INSTRUCTION:
Only the pictures are omitted; repeat all other data exactly.
* Start RAW RECORDS *
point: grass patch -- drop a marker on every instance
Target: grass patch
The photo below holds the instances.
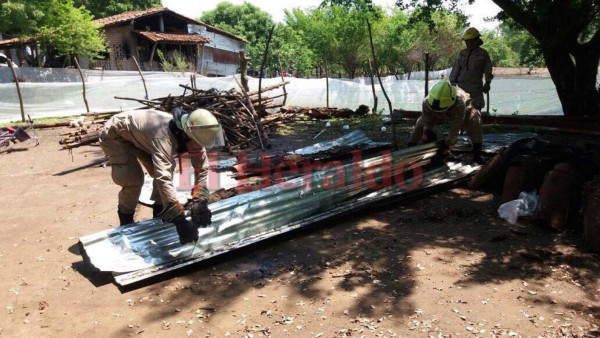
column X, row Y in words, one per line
column 41, row 120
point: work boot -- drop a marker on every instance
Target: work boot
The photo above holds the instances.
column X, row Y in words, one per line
column 477, row 150
column 156, row 209
column 125, row 218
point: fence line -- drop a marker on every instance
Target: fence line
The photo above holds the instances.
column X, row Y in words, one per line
column 57, row 92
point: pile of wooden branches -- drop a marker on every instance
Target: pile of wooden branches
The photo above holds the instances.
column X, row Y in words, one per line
column 86, row 133
column 242, row 116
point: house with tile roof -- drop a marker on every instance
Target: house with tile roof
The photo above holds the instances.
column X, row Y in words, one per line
column 142, row 34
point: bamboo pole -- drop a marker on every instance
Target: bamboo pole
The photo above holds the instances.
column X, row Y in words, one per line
column 262, row 66
column 142, row 76
column 375, row 99
column 244, row 71
column 255, row 117
column 87, row 107
column 327, row 82
column 18, row 90
column 394, row 138
column 426, row 73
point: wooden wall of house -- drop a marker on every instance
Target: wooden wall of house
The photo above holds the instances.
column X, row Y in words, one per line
column 122, row 43
column 216, row 62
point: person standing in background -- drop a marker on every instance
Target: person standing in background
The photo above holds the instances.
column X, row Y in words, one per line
column 470, row 67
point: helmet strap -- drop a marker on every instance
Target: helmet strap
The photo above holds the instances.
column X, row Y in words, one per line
column 180, row 136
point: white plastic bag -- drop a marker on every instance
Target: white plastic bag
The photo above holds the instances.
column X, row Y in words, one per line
column 523, row 206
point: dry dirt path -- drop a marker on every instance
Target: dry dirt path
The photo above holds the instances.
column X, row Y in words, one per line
column 444, row 265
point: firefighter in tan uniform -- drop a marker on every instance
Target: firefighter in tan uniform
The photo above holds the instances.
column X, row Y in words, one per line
column 154, row 139
column 447, row 103
column 470, row 67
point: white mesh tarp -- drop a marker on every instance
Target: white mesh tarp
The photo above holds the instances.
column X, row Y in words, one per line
column 59, row 92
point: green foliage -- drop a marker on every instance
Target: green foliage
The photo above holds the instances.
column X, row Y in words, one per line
column 245, row 20
column 501, row 52
column 104, row 8
column 176, row 62
column 60, row 28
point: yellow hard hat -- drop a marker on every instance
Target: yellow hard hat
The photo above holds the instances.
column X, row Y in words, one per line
column 203, row 127
column 441, row 96
column 471, row 33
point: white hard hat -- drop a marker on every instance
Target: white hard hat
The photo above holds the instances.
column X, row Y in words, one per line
column 203, row 127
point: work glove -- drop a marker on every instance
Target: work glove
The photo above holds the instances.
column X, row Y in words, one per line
column 186, row 230
column 429, row 136
column 486, row 87
column 201, row 214
column 442, row 152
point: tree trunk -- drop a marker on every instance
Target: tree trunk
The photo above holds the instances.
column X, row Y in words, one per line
column 575, row 80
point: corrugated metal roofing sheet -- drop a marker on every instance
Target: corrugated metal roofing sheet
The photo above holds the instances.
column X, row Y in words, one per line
* End RAW RECORDS *
OUTPUT FOR THIS TASK:
point: grass patch -- drop a marker on every instance
Target: grass patch
The photo below holds the instances.
column X, row Y in words, one per line
column 41, row 120
point: work boot -- drop a marker on every instance
Target: work boot
The photo above holds the instances.
column X, row Y in words, one per line
column 477, row 150
column 156, row 209
column 125, row 218
point: fence line -- drop a marker on every instance
Target: fence line
The photo above holds the instances.
column X, row Y in words, one per line
column 57, row 92
point: pile of wooden branches -- drop a marker on every instance
Target: pile of wooden branches
The photo above holds the instances.
column X, row Y in words, one per line
column 86, row 133
column 242, row 116
point: house with tile roof -- drop a marker on every instance
Target: house with tile roof
The photo above holds the instances.
column X, row Y in words, one per line
column 142, row 34
point: bamboo pole -- drop a marker on every instance
Target: bamboo pole
The photo above holds the instances.
column X, row Y in words, one per line
column 262, row 66
column 142, row 76
column 375, row 99
column 244, row 71
column 255, row 117
column 87, row 107
column 327, row 82
column 18, row 90
column 394, row 138
column 426, row 73
point: wooden wall of house -- drop a marker on every instance
Target: wooden wall of house
The photo above holds the instances.
column X, row Y in words, one per line
column 122, row 43
column 216, row 62
point: person standing in background -- drop a marker on every instance
Target: person standing in background
The photo above holds the instances.
column X, row Y in words, one per line
column 470, row 67
point: helmet strap -- drop a marker on every instance
Target: helmet strap
The photo above holds the instances.
column X, row Y in words, one per line
column 180, row 136
point: white plastic bag -- drop a marker on every instance
Target: white plastic bag
The photo above holds the instances.
column X, row Y in words, one per line
column 523, row 206
point: dry dirt path -- drop a marker on every instance
Target: dry dirt path
The photo above holds the instances.
column X, row Y in words, one per line
column 444, row 265
point: firefighter in tan uniform -- drop a marker on every instance
Target: firefighter in tan uniform
The photo above holds the instances.
column X, row Y in words, one per line
column 154, row 139
column 447, row 103
column 470, row 67
point: white mesh tarp -- drop a marker on every instance
Target: white mesh tarp
The photo above holds the instances.
column X, row Y in words, one per line
column 59, row 92
point: green foliage -- drop a marker on every instance
Target: green foliage
The photo above holds the instances.
column X, row Y in words, one per line
column 245, row 20
column 501, row 52
column 104, row 8
column 176, row 62
column 60, row 28
point: yellow hard hat -- drop a marker on every instance
Target: yellow hard hat
The photo above holds the instances.
column X, row Y in words, one per line
column 203, row 127
column 441, row 96
column 471, row 33
point: white hard hat -- drop a marker on every instance
Target: white hard hat
The photo above holds the instances.
column X, row Y in words, one per line
column 203, row 127
point: work glove -- drop a marker on every instance
Target: work glove
The photo above holds the instances.
column X, row Y in words, one per line
column 186, row 230
column 429, row 136
column 486, row 87
column 201, row 214
column 442, row 152
point: tree trunk -- drop a marker on every instance
Target: tree trunk
The photo above holds the instances.
column X, row Y in words, one per line
column 575, row 80
point: corrugated metal roofing sheet -- drop a marker on every instance
Target: corrugated metal roofing sheet
The photo above holds the instances.
column X, row Y in words, one per line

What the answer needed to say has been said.